• Assignment:
Would you copy each line of the records that includes the word "instance"?

Data shown section start

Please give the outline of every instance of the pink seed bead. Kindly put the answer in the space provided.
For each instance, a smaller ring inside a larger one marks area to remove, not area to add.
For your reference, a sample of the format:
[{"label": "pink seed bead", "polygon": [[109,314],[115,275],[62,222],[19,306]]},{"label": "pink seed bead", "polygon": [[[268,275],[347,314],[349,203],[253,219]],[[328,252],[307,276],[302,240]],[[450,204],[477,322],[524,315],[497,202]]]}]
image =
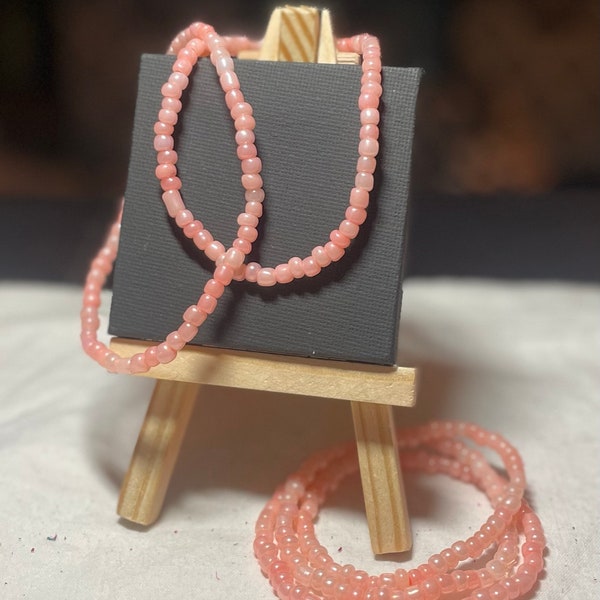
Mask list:
[{"label": "pink seed bead", "polygon": [[194,215],[191,211],[184,209],[177,212],[175,215],[175,222],[179,227],[185,227],[189,225],[194,220]]},{"label": "pink seed bead", "polygon": [[131,372],[131,360],[129,358],[117,358],[114,362],[114,370],[116,373],[124,375]]},{"label": "pink seed bead", "polygon": [[219,58],[216,58],[213,61],[213,64],[215,65],[217,75],[222,75],[226,71],[232,71],[234,68],[233,59],[230,56],[221,56]]},{"label": "pink seed bead", "polygon": [[275,267],[275,278],[277,279],[277,283],[289,283],[294,279],[294,275],[290,266],[285,263]]},{"label": "pink seed bead", "polygon": [[146,356],[139,352],[134,354],[130,359],[131,373],[145,373],[150,367],[146,362]]},{"label": "pink seed bead", "polygon": [[181,179],[179,177],[167,177],[160,180],[160,187],[168,192],[169,190],[181,189]]},{"label": "pink seed bead", "polygon": [[361,156],[377,156],[379,142],[374,138],[365,138],[358,144],[358,152]]},{"label": "pink seed bead", "polygon": [[100,327],[100,319],[97,315],[81,317],[81,326],[82,328],[85,328],[86,331],[94,332]]},{"label": "pink seed bead", "polygon": [[314,277],[321,272],[321,267],[312,256],[308,256],[302,261],[302,268],[307,277]]},{"label": "pink seed bead", "polygon": [[[170,84],[178,87],[180,90],[185,90],[185,88],[188,86],[190,80],[187,75],[184,75],[183,73],[175,72],[175,73],[171,73],[169,75],[168,82]],[[168,96],[169,94],[164,94],[164,95]]]},{"label": "pink seed bead", "polygon": [[171,82],[163,84],[160,88],[160,93],[169,98],[181,98],[181,88]]},{"label": "pink seed bead", "polygon": [[263,214],[263,205],[261,202],[246,202],[246,207],[244,210],[248,214],[260,218]]},{"label": "pink seed bead", "polygon": [[290,266],[290,271],[292,275],[296,279],[300,279],[300,277],[304,277],[304,267],[302,266],[302,259],[298,256],[293,256],[288,260],[288,265]]},{"label": "pink seed bead", "polygon": [[359,227],[356,223],[345,219],[340,223],[339,231],[342,235],[353,240],[358,235]]},{"label": "pink seed bead", "polygon": [[223,40],[214,31],[208,31],[205,34],[204,39],[206,41],[206,45],[211,51],[223,46]]},{"label": "pink seed bead", "polygon": [[[233,71],[225,71],[219,77],[219,83],[224,92],[236,90],[240,88],[240,81]],[[166,94],[165,94],[166,95]]]},{"label": "pink seed bead", "polygon": [[251,129],[240,129],[235,132],[235,143],[238,146],[242,146],[244,144],[254,144],[256,140],[256,136],[254,135],[254,131]]},{"label": "pink seed bead", "polygon": [[156,155],[156,162],[159,165],[166,163],[175,164],[177,162],[177,152],[175,150],[162,150]]},{"label": "pink seed bead", "polygon": [[269,287],[277,283],[275,269],[270,267],[262,268],[256,275],[256,283],[263,287]]},{"label": "pink seed bead", "polygon": [[198,327],[191,323],[182,323],[177,330],[179,337],[185,342],[191,342],[198,334]]},{"label": "pink seed bead", "polygon": [[362,188],[352,188],[350,192],[350,206],[367,208],[369,206],[369,192]]},{"label": "pink seed bead", "polygon": [[441,554],[434,554],[427,562],[435,572],[444,572],[448,566]]},{"label": "pink seed bead", "polygon": [[378,97],[380,97],[381,94],[383,94],[383,88],[381,87],[381,84],[377,83],[376,81],[367,81],[363,83],[360,89],[362,92],[369,92],[371,94],[375,94]]},{"label": "pink seed bead", "polygon": [[190,50],[189,48],[186,47],[186,48],[182,48],[177,53],[177,59],[178,60],[187,60],[191,64],[195,64],[196,61],[198,60],[198,57],[196,56],[195,52],[193,52],[192,50]]},{"label": "pink seed bead", "polygon": [[211,296],[214,296],[215,298],[220,298],[223,295],[224,291],[225,291],[225,286],[220,281],[217,281],[214,278],[209,279],[206,282],[206,284],[204,285],[204,293],[210,294]]},{"label": "pink seed bead", "polygon": [[462,542],[462,541],[454,542],[454,544],[452,544],[452,546],[451,546],[451,549],[456,554],[456,557],[458,558],[458,560],[465,560],[469,557],[469,550],[468,550],[465,542]]},{"label": "pink seed bead", "polygon": [[360,82],[361,84],[365,84],[369,81],[374,81],[375,83],[381,83],[381,73],[379,71],[369,70],[363,72]]},{"label": "pink seed bead", "polygon": [[252,106],[250,106],[250,104],[247,102],[238,102],[231,108],[231,117],[235,120],[242,115],[251,115],[252,112]]},{"label": "pink seed bead", "polygon": [[[262,208],[262,207],[261,207]],[[241,213],[237,218],[238,225],[247,225],[248,227],[256,227],[258,225],[258,217],[250,213]]]},{"label": "pink seed bead", "polygon": [[256,121],[252,115],[241,115],[234,122],[233,125],[236,131],[244,129],[254,129],[256,127]]},{"label": "pink seed bead", "polygon": [[356,161],[356,170],[359,173],[374,173],[377,161],[372,156],[359,156]]},{"label": "pink seed bead", "polygon": [[196,247],[198,248],[198,250],[206,250],[208,245],[210,243],[212,243],[213,236],[210,233],[210,231],[203,229],[201,231],[198,231],[194,235],[193,241],[194,241],[194,244],[196,244]]},{"label": "pink seed bead", "polygon": [[225,104],[227,108],[231,110],[236,104],[244,102],[244,94],[239,89],[228,90],[225,94]]},{"label": "pink seed bead", "polygon": [[175,127],[173,127],[173,125],[161,123],[160,121],[156,121],[156,123],[154,123],[154,133],[156,135],[171,135],[174,131]]},{"label": "pink seed bead", "polygon": [[365,108],[360,111],[361,125],[378,125],[380,119],[379,111],[376,108]]},{"label": "pink seed bead", "polygon": [[263,180],[260,175],[257,174],[244,174],[242,175],[242,186],[246,190],[256,190],[261,188]]},{"label": "pink seed bead", "polygon": [[344,249],[336,246],[333,242],[327,242],[323,248],[325,248],[325,252],[333,262],[337,262],[345,254]]},{"label": "pink seed bead", "polygon": [[256,283],[258,272],[262,267],[257,262],[251,262],[246,265],[246,281]]},{"label": "pink seed bead", "polygon": [[350,238],[344,235],[339,229],[334,229],[329,234],[329,239],[340,248],[347,248],[350,245]]},{"label": "pink seed bead", "polygon": [[233,244],[231,244],[232,248],[239,250],[244,253],[244,256],[250,254],[252,252],[252,244],[248,240],[244,240],[242,238],[236,238],[233,240]]},{"label": "pink seed bead", "polygon": [[242,173],[260,173],[262,170],[262,161],[258,156],[246,158],[242,161]]},{"label": "pink seed bead", "polygon": [[166,179],[167,177],[173,177],[177,175],[177,167],[173,164],[162,164],[157,165],[154,169],[154,174],[157,179]]},{"label": "pink seed bead", "polygon": [[363,92],[358,97],[358,108],[364,110],[365,108],[377,108],[379,106],[379,96],[369,92]]},{"label": "pink seed bead", "polygon": [[451,548],[444,548],[444,550],[442,550],[440,554],[442,555],[442,558],[446,561],[450,569],[454,569],[454,567],[456,567],[456,565],[458,564],[458,557],[456,556],[454,550],[452,550]]},{"label": "pink seed bead", "polygon": [[100,306],[100,295],[98,293],[85,294],[83,304],[84,306]]},{"label": "pink seed bead", "polygon": [[256,190],[246,190],[244,193],[244,199],[246,202],[262,202],[265,199],[265,190],[262,188]]},{"label": "pink seed bead", "polygon": [[173,71],[177,71],[178,73],[183,73],[184,75],[188,75],[192,72],[193,65],[189,60],[185,58],[178,58],[173,63]]},{"label": "pink seed bead", "polygon": [[217,308],[217,299],[210,294],[202,294],[198,300],[198,308],[210,315]]},{"label": "pink seed bead", "polygon": [[221,254],[225,253],[225,246],[221,244],[221,242],[212,241],[206,248],[204,249],[204,253],[210,260],[217,260]]},{"label": "pink seed bead", "polygon": [[258,231],[256,227],[250,227],[249,225],[242,225],[237,230],[237,235],[240,239],[246,240],[247,242],[255,242],[258,238]]},{"label": "pink seed bead", "polygon": [[374,140],[379,138],[379,127],[377,125],[363,125],[358,130],[358,137],[361,140],[365,140],[367,138],[373,138]]},{"label": "pink seed bead", "polygon": [[[178,100],[177,98],[163,98],[160,102],[160,106],[163,110],[170,110],[174,113],[178,113],[181,108],[182,108],[182,104],[181,104],[181,100]],[[160,114],[160,113],[159,113]],[[175,118],[177,118],[177,114],[175,114]],[[171,125],[174,125],[175,123],[171,123]]]},{"label": "pink seed bead", "polygon": [[240,160],[254,158],[256,156],[256,146],[254,144],[241,144],[237,147],[237,157]]},{"label": "pink seed bead", "polygon": [[158,111],[158,120],[167,125],[175,125],[177,123],[177,113],[174,110],[161,108]]},{"label": "pink seed bead", "polygon": [[354,178],[354,185],[370,192],[375,184],[375,179],[371,173],[357,173]]},{"label": "pink seed bead", "polygon": [[377,73],[381,72],[381,59],[380,58],[367,58],[362,62],[362,68],[365,72],[375,71]]},{"label": "pink seed bead", "polygon": [[154,137],[154,149],[157,152],[173,150],[173,143],[173,136],[170,135],[157,135]]},{"label": "pink seed bead", "polygon": [[320,267],[326,267],[331,264],[331,258],[323,246],[315,246],[310,254]]},{"label": "pink seed bead", "polygon": [[481,556],[484,548],[477,538],[470,537],[466,541],[466,544],[470,558],[479,558],[479,556]]},{"label": "pink seed bead", "polygon": [[233,279],[233,269],[229,265],[221,265],[215,269],[213,278],[223,285],[229,285]]},{"label": "pink seed bead", "polygon": [[172,331],[165,339],[165,344],[168,344],[173,350],[181,350],[185,346],[185,340],[178,332]]},{"label": "pink seed bead", "polygon": [[190,240],[200,231],[204,229],[204,225],[202,225],[202,221],[198,221],[197,219],[188,223],[183,228],[183,233],[186,237],[190,238]]},{"label": "pink seed bead", "polygon": [[363,208],[349,206],[346,209],[345,216],[348,221],[352,221],[352,223],[356,223],[357,225],[362,225],[367,218],[367,211]]},{"label": "pink seed bead", "polygon": [[146,348],[146,350],[144,350],[144,359],[150,368],[159,364],[156,346],[151,346],[150,348]]},{"label": "pink seed bead", "polygon": [[206,321],[206,313],[202,312],[195,304],[188,306],[183,313],[183,320],[196,327],[199,327]]},{"label": "pink seed bead", "polygon": [[176,355],[177,353],[175,352],[175,350],[173,350],[173,348],[171,348],[171,346],[169,346],[168,344],[159,344],[156,347],[156,358],[158,359],[158,362],[162,365],[170,363]]},{"label": "pink seed bead", "polygon": [[168,190],[163,193],[162,200],[171,218],[185,208],[181,194],[177,190]]},{"label": "pink seed bead", "polygon": [[244,254],[235,248],[230,248],[225,253],[224,264],[228,264],[233,270],[240,267],[244,262]]},{"label": "pink seed bead", "polygon": [[246,264],[244,263],[233,272],[234,281],[244,281],[246,279]]}]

Data shown section end

• Task solution:
Please give the outline of every instance of the pink seed bead. Kindly put the answer in the space provided.
For each instance, a smaller ring inside a larger one marks area to remove, not area to add.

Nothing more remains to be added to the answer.